THE TASK: Extract every line of the data below that contains the string "waterfront", treating case as significant.

___ SUPPLIED DATA

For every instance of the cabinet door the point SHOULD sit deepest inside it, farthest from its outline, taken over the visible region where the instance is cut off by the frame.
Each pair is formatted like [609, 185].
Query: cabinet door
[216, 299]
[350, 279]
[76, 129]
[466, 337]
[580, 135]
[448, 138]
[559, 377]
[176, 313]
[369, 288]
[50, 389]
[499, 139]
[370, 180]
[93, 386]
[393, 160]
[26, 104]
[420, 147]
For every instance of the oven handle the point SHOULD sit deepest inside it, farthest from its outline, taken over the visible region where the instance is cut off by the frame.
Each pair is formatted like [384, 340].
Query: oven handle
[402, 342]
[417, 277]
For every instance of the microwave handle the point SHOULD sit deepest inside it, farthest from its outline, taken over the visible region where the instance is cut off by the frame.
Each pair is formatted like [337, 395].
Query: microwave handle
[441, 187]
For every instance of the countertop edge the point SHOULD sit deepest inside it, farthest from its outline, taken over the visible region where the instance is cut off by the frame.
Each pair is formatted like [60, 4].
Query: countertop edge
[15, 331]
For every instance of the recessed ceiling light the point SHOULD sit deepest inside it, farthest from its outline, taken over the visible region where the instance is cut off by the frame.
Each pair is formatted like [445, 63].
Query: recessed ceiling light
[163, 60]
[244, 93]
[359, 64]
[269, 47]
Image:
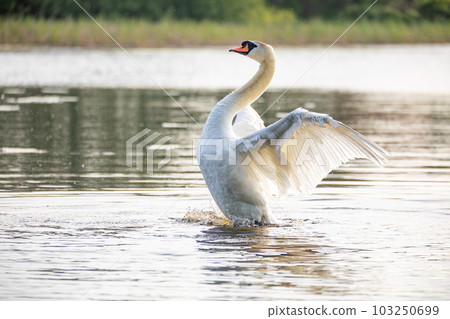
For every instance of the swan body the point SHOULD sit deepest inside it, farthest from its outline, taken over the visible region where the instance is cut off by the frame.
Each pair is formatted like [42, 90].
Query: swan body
[244, 163]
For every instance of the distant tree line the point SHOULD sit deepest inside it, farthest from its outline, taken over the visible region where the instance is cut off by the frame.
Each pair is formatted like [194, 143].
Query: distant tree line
[229, 10]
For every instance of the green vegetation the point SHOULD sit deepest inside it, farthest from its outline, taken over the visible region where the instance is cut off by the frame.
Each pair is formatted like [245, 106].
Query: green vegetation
[140, 33]
[157, 23]
[229, 10]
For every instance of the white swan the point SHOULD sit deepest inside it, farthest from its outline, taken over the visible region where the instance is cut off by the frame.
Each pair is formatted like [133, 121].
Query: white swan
[244, 163]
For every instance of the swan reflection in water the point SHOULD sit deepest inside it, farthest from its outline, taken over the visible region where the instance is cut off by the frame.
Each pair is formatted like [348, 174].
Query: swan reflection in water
[270, 258]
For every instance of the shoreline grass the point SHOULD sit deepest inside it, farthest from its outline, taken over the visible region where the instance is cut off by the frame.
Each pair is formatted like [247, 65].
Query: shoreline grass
[166, 33]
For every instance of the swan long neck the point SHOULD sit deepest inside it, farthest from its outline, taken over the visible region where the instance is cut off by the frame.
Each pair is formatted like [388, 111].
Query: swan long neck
[255, 87]
[219, 123]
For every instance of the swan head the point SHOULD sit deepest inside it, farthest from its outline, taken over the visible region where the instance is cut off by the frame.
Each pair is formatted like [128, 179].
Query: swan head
[255, 50]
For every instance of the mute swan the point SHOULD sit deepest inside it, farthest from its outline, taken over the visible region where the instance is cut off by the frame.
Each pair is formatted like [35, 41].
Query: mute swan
[243, 163]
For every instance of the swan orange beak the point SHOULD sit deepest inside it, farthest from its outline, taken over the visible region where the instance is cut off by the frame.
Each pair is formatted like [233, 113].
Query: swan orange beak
[241, 50]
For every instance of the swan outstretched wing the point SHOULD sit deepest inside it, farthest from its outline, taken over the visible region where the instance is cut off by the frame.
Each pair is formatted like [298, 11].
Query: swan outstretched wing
[298, 151]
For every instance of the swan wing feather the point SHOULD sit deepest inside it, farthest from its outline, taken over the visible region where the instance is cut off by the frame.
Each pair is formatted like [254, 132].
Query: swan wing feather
[299, 150]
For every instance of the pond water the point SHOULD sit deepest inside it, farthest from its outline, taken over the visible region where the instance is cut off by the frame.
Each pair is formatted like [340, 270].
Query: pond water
[77, 223]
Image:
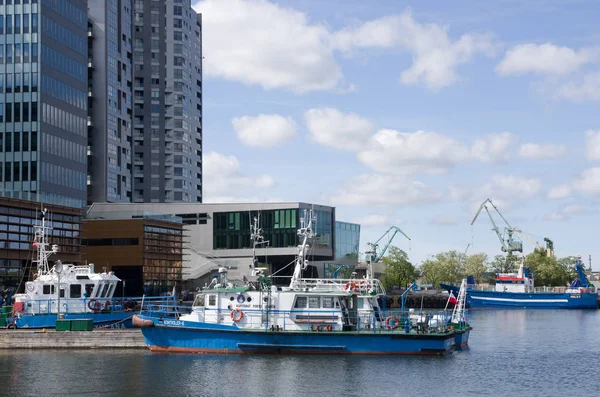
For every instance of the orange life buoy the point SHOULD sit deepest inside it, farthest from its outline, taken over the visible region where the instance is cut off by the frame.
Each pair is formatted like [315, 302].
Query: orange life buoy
[387, 322]
[94, 305]
[237, 315]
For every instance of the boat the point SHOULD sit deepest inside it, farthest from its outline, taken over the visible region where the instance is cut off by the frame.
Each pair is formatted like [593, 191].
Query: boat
[308, 316]
[516, 290]
[69, 292]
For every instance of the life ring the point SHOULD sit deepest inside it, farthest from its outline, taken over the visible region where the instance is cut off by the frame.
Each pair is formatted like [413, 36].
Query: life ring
[94, 305]
[387, 322]
[237, 315]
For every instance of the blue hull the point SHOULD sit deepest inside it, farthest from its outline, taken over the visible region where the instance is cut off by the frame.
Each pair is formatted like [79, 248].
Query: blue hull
[181, 336]
[535, 300]
[116, 320]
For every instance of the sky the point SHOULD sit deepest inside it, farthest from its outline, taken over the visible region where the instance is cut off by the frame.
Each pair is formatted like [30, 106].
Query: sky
[410, 114]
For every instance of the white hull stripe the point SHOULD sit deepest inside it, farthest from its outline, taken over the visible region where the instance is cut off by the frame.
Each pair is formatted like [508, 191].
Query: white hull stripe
[522, 300]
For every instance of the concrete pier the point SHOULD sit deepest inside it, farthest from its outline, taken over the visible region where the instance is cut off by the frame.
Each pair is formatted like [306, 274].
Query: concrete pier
[97, 339]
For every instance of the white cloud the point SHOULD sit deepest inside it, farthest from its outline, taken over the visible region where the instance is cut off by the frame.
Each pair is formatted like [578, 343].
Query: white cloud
[541, 151]
[586, 88]
[260, 43]
[372, 220]
[588, 182]
[592, 145]
[546, 59]
[493, 148]
[406, 153]
[224, 181]
[559, 192]
[330, 127]
[435, 56]
[444, 220]
[385, 190]
[264, 130]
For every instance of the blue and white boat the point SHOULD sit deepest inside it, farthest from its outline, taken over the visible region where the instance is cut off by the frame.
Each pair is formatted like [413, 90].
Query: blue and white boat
[310, 316]
[516, 290]
[71, 292]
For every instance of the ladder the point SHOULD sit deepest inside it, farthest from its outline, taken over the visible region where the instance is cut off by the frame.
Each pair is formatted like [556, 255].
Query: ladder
[459, 309]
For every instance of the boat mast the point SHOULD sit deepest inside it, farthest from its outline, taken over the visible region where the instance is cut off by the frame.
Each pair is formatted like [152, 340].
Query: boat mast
[305, 232]
[39, 243]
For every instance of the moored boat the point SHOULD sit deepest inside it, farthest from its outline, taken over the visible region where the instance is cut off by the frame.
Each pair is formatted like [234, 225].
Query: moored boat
[516, 290]
[316, 316]
[69, 292]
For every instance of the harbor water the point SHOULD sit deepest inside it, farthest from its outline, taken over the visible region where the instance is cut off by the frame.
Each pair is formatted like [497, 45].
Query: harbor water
[511, 353]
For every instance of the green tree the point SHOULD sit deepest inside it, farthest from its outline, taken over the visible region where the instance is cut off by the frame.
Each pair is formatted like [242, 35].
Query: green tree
[399, 271]
[445, 266]
[476, 266]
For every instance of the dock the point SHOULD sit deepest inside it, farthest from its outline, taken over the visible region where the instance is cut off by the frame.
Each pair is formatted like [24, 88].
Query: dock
[51, 339]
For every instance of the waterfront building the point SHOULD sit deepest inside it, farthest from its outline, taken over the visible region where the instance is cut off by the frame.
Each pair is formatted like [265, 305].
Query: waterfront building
[146, 254]
[17, 218]
[110, 78]
[219, 234]
[167, 96]
[43, 106]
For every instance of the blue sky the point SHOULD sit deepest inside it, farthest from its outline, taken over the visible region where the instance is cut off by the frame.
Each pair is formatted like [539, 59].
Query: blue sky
[409, 114]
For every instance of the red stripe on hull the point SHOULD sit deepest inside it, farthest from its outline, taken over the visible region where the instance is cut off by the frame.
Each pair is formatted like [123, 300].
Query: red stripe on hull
[161, 349]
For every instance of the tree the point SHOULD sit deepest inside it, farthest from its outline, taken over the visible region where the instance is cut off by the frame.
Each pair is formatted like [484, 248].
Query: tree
[399, 271]
[476, 266]
[445, 266]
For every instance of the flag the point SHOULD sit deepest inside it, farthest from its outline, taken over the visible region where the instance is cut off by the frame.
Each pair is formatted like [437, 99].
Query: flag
[452, 299]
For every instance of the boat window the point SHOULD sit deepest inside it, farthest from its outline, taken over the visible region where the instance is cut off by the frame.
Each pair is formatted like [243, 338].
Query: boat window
[314, 302]
[199, 301]
[300, 302]
[75, 291]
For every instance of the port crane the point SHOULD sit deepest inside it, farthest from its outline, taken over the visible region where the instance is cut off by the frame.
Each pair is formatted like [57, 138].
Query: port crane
[511, 239]
[509, 242]
[372, 256]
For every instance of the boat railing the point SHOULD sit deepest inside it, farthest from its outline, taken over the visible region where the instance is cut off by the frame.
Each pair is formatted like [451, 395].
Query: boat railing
[365, 286]
[298, 320]
[94, 305]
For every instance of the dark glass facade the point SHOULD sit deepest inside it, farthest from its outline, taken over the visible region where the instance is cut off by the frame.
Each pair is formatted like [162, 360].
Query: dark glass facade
[231, 230]
[43, 101]
[347, 240]
[17, 219]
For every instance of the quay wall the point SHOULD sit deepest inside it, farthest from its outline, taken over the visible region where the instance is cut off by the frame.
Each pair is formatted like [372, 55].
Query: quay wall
[37, 339]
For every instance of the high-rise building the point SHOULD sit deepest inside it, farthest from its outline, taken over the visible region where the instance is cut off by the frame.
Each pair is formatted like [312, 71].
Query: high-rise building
[109, 100]
[43, 106]
[167, 95]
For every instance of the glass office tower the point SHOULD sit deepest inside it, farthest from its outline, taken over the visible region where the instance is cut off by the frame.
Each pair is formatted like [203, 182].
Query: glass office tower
[43, 112]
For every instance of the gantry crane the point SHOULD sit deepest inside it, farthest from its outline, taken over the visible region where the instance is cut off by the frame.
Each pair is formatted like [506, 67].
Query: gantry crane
[507, 239]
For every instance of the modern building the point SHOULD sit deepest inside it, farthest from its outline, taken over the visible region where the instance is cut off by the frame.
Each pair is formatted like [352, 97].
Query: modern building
[347, 240]
[167, 96]
[43, 106]
[110, 108]
[17, 218]
[219, 234]
[146, 254]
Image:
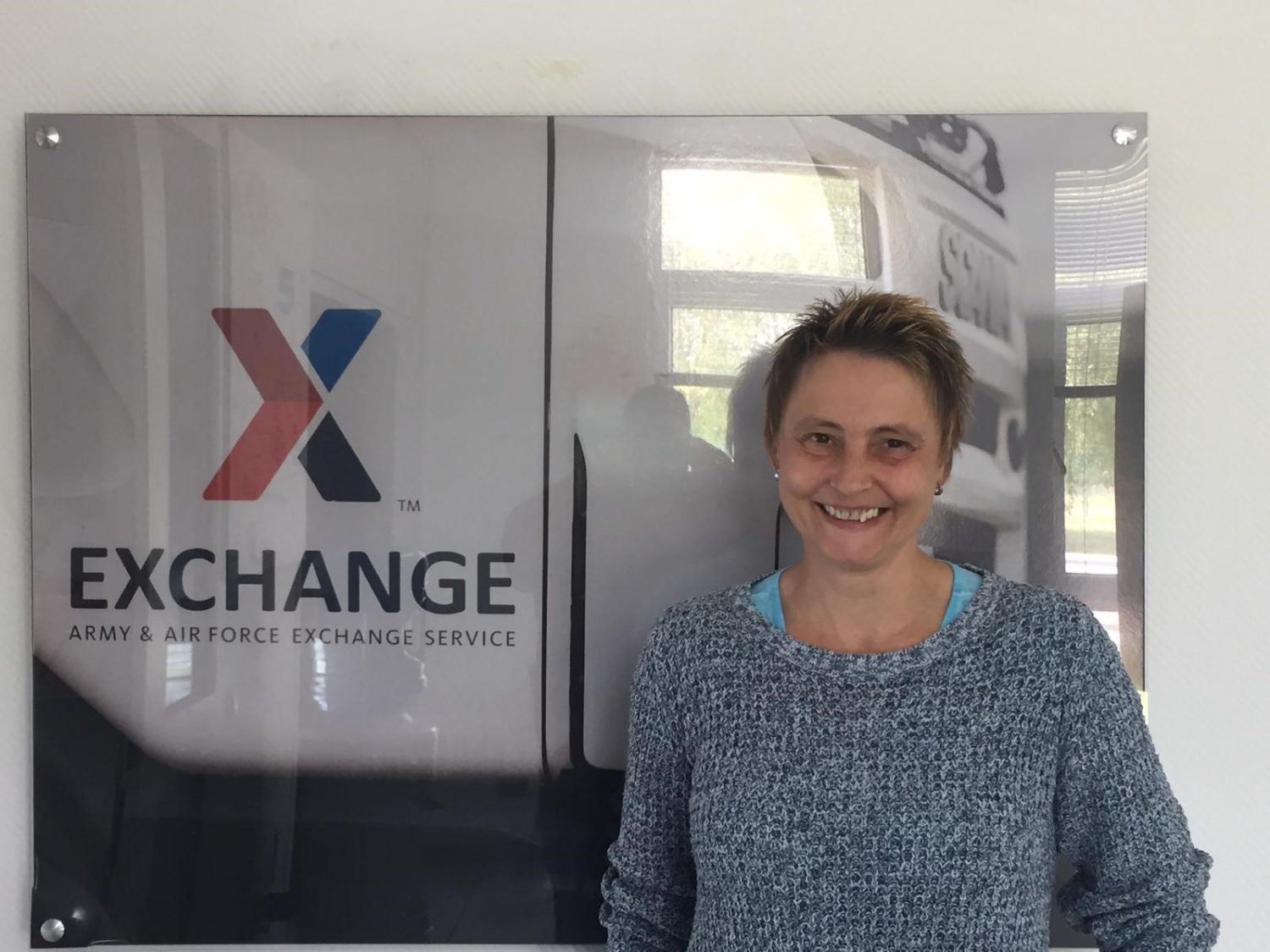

______

RESPONSE:
For every instance of the waterfront building the point SHOULD sit deepest inside it, farthest from its outline, taken over the visible region where the instance is cut off by the frame.
Query: waterfront building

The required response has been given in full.